RECORDS TO USE »

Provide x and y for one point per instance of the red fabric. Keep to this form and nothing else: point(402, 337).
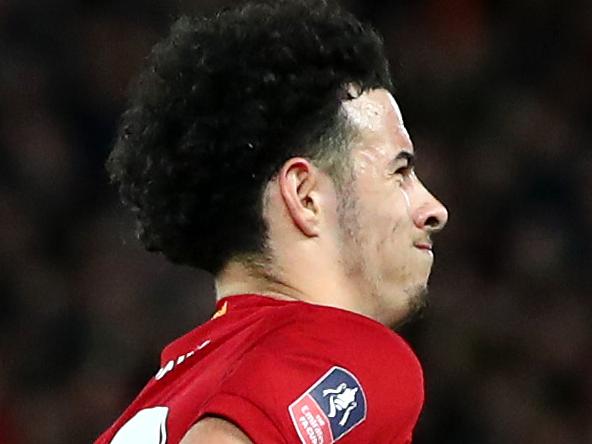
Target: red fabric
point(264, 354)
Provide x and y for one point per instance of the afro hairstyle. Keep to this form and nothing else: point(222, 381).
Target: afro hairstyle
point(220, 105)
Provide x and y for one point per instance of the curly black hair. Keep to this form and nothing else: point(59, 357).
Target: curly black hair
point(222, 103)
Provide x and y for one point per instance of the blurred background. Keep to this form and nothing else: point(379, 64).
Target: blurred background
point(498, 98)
--
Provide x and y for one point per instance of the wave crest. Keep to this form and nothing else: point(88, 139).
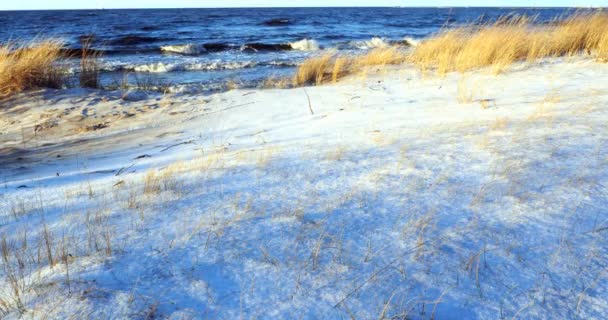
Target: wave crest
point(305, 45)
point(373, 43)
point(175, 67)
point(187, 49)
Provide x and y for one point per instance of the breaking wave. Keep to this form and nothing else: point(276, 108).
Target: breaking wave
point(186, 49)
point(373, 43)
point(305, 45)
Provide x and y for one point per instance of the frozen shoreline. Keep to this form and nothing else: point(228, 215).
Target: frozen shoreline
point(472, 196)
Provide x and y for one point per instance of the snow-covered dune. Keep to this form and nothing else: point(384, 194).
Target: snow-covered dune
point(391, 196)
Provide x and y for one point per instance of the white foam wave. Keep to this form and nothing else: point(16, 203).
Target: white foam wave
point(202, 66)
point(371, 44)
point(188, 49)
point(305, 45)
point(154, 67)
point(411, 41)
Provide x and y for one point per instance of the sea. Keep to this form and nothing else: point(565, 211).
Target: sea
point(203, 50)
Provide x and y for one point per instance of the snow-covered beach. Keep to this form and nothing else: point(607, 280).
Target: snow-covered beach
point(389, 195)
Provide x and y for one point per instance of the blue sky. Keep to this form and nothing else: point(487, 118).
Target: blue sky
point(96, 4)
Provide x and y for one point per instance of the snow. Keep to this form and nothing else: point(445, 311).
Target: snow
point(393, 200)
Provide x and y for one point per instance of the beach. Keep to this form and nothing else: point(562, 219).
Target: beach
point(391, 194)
* * *
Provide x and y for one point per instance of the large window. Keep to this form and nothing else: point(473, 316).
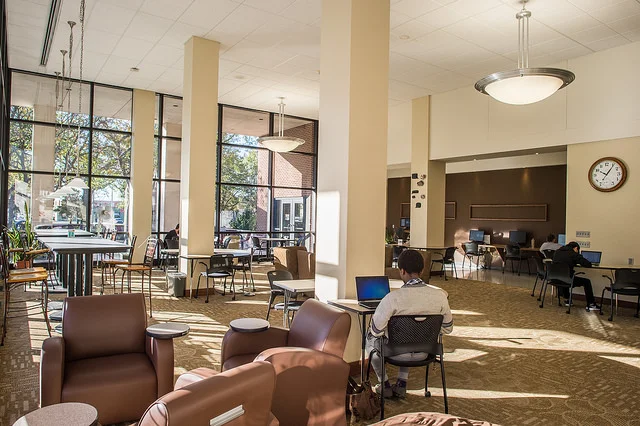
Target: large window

TASK TO COMPLETE » Which lines in the material above include the string "window"? Pull them out.

RESPONSE AREA »
Provide x and y for one point per instance of the large window. Keep to this form and nothing else: point(473, 316).
Target: large window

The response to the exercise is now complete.